__REQUIRED TASKS__:
1 – From the fuels sector overview, extract the stretch from "Fuels Sector¶" through "fuel commodity landscape." word for word.
2 – According to the fuels sector overview, which source supplies ethanol and renewable diesel prices?
3 – List every data source named in the table of the fuels sector overview.

━━ DOCUMENT SECTION

Fuels Sector¶
This section provides a technical overview of the data pipeline for the fuel sector, covering how raw data is sourced, normalized, and transformed into the final SQLite database.
Data Sources¶
The aggregator draws from a mix of international energy APIs, technical reports, and localized biofuel studies to ensure comprehensive coverage of the fuel commodity landscape.
| Source | Data Category | Key Information |
|---|---|---|
| EIA API (AEO 2025) | Fossil Fuels | Natural gas, coal, oil, gasoline, diesel, and jet fuel prices. |
| NREL ATB | Alternative/Renewable | Biomass, wood, uranium, and synthetic jet fuel (SPK) price assumptions. |
| Wolinetz & Harrison (2023) | Canadian Biofuels | Ethanol and renewable diesel prices, including transportation costs in Ontario. |
| Local Metrics | Emissions & Metadata | direct_comb_emission.csv and upstream_emissions_fuels.csv for intensity factors. |
[!NOTE] EIA data is fetched dynamically and cached locally in
cache/dataframes.pklto minimize API calls and ensure consistent results across runs.

━━━━
━━ MATERIAL SUPPLIED

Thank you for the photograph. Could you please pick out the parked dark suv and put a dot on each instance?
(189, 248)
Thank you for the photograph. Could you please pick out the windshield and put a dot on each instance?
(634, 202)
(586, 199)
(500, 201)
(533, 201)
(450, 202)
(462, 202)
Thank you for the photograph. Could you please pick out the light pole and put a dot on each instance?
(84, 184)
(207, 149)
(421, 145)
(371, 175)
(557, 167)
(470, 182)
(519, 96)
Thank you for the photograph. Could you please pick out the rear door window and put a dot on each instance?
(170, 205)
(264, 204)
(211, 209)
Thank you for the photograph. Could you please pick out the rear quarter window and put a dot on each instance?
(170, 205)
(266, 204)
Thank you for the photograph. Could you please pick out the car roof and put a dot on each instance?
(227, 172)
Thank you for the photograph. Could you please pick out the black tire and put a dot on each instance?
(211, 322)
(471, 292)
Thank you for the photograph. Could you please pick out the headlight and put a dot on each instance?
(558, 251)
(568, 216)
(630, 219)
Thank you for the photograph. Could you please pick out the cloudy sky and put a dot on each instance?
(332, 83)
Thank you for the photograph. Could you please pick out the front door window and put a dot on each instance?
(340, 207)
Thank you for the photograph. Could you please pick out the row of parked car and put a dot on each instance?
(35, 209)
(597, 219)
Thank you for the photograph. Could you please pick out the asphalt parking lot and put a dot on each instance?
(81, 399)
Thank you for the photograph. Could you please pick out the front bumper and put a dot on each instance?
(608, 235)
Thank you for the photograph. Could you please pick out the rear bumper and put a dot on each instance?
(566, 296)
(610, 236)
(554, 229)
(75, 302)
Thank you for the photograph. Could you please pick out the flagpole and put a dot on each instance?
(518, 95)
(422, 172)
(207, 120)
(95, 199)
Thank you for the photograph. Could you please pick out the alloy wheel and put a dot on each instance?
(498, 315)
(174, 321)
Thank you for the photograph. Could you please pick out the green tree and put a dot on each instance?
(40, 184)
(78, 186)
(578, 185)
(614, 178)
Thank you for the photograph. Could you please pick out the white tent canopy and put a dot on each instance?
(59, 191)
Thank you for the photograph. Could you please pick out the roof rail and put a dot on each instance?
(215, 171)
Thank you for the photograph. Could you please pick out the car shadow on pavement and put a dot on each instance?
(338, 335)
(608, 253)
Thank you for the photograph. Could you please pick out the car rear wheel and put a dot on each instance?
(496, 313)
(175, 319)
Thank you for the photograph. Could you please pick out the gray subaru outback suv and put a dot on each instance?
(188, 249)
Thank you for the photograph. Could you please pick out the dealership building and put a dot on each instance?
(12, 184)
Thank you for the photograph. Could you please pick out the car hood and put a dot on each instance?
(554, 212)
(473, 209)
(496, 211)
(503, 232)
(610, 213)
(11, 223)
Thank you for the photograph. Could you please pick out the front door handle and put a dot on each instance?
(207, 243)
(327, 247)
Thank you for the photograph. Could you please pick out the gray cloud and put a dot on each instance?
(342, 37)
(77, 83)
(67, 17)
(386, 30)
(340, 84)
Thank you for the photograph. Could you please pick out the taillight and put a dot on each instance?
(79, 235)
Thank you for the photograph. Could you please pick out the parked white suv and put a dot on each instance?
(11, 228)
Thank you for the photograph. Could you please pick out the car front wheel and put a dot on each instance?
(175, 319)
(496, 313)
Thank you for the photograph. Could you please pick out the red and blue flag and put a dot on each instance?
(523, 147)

━━━━

__RESULTS OF THE EXERCISE__:
1 –
Fuels Sector¶
This section provides a technical overview of the data pipeline for the fuel sector, covering how raw data is sourced, normalized, and transformed into the final SQLite database.
Data Sources¶
The aggregator draws from a mix of international energy APIs, technical reports, and localized biofuel studies to ensure comprehensive coverage of the fuel commodity landscape.

2 – Wolinetz & Harrison (2023)

3 – EIA API (AEO 2025), NREL ATB, Wolinetz & Harrison (2023), Local Metrics